# EXERCISE DETAILS
From the records below, print exactly the lines starting at the one containing "Target: rock" and ending at the one containing "Target: bird head", ends included, and nothing else.

Dataset entries:
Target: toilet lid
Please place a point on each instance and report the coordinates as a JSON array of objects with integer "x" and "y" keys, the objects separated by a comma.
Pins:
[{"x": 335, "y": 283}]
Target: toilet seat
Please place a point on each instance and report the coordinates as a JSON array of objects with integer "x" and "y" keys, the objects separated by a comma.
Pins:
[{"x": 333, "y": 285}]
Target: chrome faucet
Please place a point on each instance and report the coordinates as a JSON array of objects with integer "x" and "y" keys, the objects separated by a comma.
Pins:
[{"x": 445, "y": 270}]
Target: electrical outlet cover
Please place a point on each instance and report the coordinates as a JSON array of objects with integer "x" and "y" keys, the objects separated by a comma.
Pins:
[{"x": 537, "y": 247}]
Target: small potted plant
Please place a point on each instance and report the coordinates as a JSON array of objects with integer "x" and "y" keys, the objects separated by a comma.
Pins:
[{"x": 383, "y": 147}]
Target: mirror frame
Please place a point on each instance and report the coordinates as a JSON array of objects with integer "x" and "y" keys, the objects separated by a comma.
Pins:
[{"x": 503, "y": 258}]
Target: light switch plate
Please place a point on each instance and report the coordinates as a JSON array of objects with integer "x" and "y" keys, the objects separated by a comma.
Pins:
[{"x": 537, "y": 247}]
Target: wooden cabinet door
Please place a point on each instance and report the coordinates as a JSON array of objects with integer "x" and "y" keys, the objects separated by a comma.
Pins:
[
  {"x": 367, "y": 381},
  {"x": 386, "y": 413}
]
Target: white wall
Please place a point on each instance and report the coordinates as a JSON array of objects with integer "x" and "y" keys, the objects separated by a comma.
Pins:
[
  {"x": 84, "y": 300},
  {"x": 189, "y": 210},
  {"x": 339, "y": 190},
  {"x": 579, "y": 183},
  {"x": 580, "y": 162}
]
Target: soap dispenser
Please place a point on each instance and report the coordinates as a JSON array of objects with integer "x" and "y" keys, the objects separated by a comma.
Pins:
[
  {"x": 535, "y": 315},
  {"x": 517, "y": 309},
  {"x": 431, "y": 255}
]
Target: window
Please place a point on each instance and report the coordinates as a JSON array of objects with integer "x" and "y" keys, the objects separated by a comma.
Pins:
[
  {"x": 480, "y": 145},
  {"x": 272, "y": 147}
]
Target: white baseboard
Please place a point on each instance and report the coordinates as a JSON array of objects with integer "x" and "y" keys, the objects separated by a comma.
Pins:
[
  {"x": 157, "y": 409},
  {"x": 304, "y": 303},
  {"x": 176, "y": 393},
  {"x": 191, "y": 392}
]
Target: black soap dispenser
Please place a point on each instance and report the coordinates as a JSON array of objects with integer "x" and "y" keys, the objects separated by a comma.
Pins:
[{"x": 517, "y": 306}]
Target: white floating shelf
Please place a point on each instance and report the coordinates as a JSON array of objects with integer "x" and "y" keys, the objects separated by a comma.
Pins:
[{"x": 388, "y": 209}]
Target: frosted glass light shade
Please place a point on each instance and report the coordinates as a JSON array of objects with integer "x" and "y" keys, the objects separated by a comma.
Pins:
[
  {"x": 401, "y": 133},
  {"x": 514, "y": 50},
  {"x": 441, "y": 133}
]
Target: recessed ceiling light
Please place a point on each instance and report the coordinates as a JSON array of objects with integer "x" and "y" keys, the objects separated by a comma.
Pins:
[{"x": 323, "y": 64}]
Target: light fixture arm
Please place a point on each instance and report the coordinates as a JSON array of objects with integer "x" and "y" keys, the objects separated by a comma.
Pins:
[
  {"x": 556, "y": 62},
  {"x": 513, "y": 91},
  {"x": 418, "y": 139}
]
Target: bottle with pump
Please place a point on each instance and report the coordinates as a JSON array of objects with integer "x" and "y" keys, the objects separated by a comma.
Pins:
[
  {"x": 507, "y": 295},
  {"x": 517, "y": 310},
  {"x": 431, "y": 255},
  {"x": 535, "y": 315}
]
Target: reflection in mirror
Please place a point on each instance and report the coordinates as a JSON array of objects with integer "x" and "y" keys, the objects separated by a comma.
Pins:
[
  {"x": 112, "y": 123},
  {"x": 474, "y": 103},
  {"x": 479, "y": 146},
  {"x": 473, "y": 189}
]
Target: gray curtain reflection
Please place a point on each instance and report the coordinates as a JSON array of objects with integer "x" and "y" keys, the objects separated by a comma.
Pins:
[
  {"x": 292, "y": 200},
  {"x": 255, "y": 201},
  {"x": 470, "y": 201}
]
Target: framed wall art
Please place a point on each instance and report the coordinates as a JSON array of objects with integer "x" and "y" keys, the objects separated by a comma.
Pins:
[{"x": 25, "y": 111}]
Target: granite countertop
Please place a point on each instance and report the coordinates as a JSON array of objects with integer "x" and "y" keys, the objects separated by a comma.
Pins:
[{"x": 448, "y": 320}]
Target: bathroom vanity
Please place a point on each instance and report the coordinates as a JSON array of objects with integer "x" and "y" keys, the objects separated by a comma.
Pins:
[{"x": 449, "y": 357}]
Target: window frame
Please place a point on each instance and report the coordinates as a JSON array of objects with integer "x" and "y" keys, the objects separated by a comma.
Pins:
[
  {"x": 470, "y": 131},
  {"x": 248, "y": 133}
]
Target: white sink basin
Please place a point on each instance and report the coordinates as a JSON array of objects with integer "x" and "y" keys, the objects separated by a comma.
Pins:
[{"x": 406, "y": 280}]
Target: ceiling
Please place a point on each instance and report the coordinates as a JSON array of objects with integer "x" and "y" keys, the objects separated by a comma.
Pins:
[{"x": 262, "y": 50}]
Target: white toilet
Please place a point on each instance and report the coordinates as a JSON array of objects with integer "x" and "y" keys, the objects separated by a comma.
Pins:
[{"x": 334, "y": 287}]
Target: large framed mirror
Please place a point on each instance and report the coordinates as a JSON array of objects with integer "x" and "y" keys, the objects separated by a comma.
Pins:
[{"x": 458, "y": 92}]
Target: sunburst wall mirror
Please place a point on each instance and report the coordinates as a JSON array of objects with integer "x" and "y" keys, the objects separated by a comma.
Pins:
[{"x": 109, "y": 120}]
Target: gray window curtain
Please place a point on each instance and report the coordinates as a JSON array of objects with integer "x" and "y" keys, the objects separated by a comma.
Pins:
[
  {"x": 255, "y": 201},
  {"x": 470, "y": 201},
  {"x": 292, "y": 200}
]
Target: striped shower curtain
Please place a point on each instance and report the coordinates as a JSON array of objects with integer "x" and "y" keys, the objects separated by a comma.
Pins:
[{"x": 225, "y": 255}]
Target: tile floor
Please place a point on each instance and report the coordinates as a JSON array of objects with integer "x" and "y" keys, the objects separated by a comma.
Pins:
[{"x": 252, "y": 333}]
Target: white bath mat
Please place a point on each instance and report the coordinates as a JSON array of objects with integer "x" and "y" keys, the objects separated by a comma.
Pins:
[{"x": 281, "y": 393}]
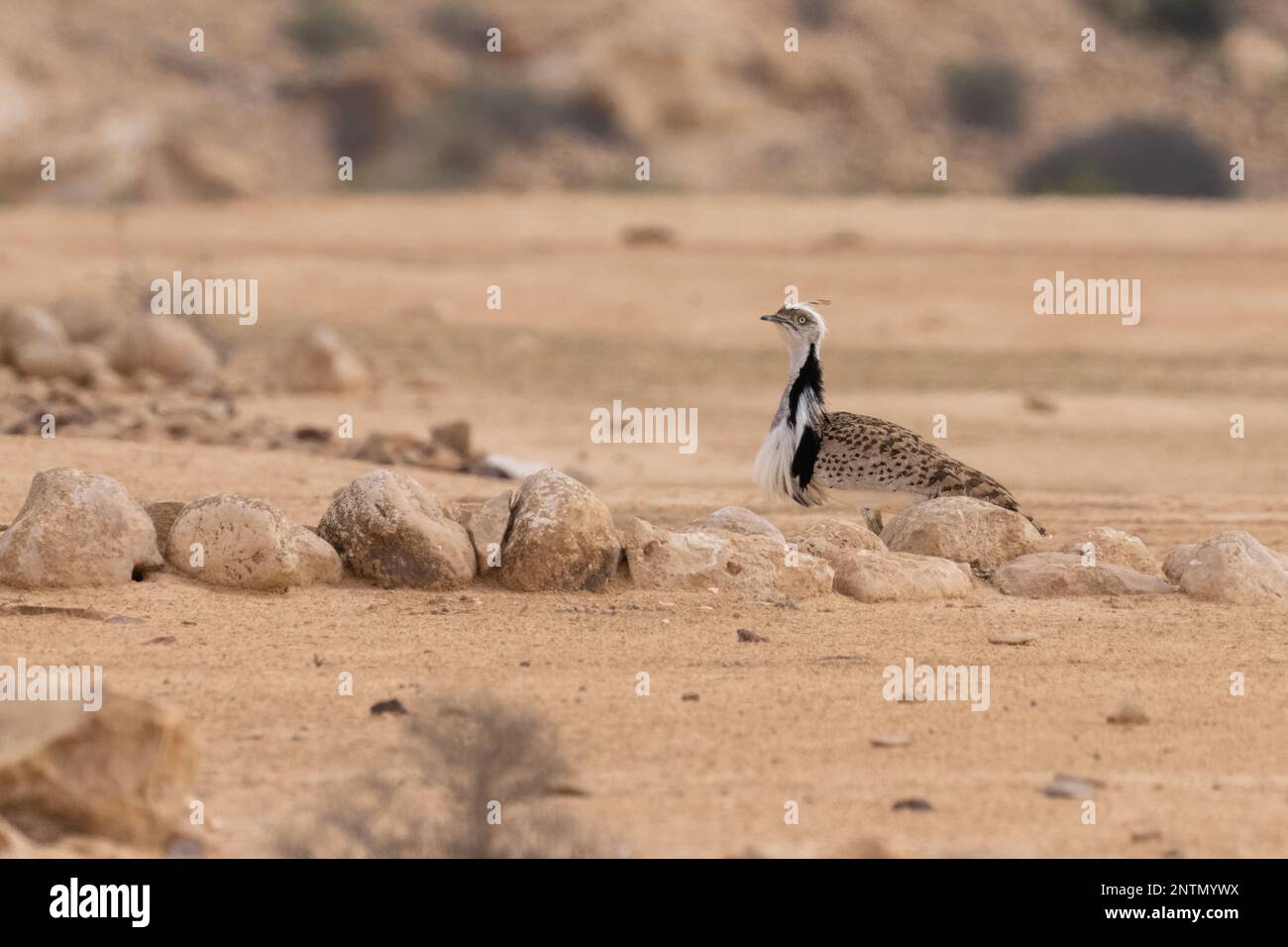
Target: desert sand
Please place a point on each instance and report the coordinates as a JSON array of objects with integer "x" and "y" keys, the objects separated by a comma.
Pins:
[{"x": 931, "y": 313}]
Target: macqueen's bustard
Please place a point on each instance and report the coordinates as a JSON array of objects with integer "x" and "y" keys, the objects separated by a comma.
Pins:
[{"x": 810, "y": 449}]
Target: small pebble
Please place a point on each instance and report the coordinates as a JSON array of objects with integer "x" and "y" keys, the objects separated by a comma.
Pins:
[
  {"x": 913, "y": 804},
  {"x": 1128, "y": 714},
  {"x": 892, "y": 740},
  {"x": 1065, "y": 787},
  {"x": 390, "y": 706},
  {"x": 1013, "y": 638}
]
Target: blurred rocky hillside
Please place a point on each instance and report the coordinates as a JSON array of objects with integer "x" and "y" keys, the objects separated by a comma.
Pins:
[{"x": 703, "y": 88}]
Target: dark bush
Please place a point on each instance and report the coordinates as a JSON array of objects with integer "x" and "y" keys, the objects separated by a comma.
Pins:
[
  {"x": 984, "y": 93},
  {"x": 1192, "y": 20},
  {"x": 326, "y": 27},
  {"x": 460, "y": 759},
  {"x": 815, "y": 13},
  {"x": 460, "y": 24},
  {"x": 1136, "y": 158}
]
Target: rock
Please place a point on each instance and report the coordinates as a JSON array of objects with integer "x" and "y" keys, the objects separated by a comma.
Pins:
[
  {"x": 1116, "y": 548},
  {"x": 162, "y": 514},
  {"x": 161, "y": 344},
  {"x": 76, "y": 528},
  {"x": 487, "y": 527},
  {"x": 561, "y": 536},
  {"x": 836, "y": 540},
  {"x": 78, "y": 364},
  {"x": 12, "y": 843},
  {"x": 398, "y": 447},
  {"x": 1179, "y": 558},
  {"x": 1128, "y": 712},
  {"x": 318, "y": 361},
  {"x": 318, "y": 562},
  {"x": 735, "y": 519},
  {"x": 248, "y": 544},
  {"x": 29, "y": 325},
  {"x": 900, "y": 578},
  {"x": 1057, "y": 575},
  {"x": 505, "y": 467},
  {"x": 393, "y": 532},
  {"x": 82, "y": 318},
  {"x": 391, "y": 706},
  {"x": 1234, "y": 567},
  {"x": 1067, "y": 787},
  {"x": 120, "y": 772},
  {"x": 890, "y": 740},
  {"x": 964, "y": 530},
  {"x": 454, "y": 436},
  {"x": 752, "y": 566}
]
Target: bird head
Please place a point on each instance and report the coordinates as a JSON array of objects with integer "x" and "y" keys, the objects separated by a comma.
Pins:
[{"x": 799, "y": 324}]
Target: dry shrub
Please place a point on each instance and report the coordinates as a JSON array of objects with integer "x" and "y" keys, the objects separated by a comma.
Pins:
[
  {"x": 984, "y": 93},
  {"x": 1137, "y": 158},
  {"x": 459, "y": 758}
]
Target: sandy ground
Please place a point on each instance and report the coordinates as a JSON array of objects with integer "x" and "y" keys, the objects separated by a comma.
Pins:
[{"x": 931, "y": 315}]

# RESPONSE TO THIS TASK
Target: rock
Please place a point on each instance and report the coordinates as a JSON array of objects with integer "x" and "y" keys, the objects separated by a comma.
Pins:
[
  {"x": 1116, "y": 548},
  {"x": 162, "y": 514},
  {"x": 161, "y": 344},
  {"x": 76, "y": 528},
  {"x": 487, "y": 527},
  {"x": 561, "y": 536},
  {"x": 836, "y": 540},
  {"x": 78, "y": 364},
  {"x": 12, "y": 843},
  {"x": 398, "y": 447},
  {"x": 1179, "y": 558},
  {"x": 1128, "y": 712},
  {"x": 318, "y": 361},
  {"x": 318, "y": 562},
  {"x": 735, "y": 519},
  {"x": 248, "y": 544},
  {"x": 29, "y": 325},
  {"x": 900, "y": 578},
  {"x": 1057, "y": 575},
  {"x": 505, "y": 467},
  {"x": 393, "y": 532},
  {"x": 82, "y": 318},
  {"x": 391, "y": 706},
  {"x": 1234, "y": 567},
  {"x": 1067, "y": 787},
  {"x": 120, "y": 772},
  {"x": 890, "y": 740},
  {"x": 964, "y": 530},
  {"x": 454, "y": 436},
  {"x": 752, "y": 566}
]
Target: bird head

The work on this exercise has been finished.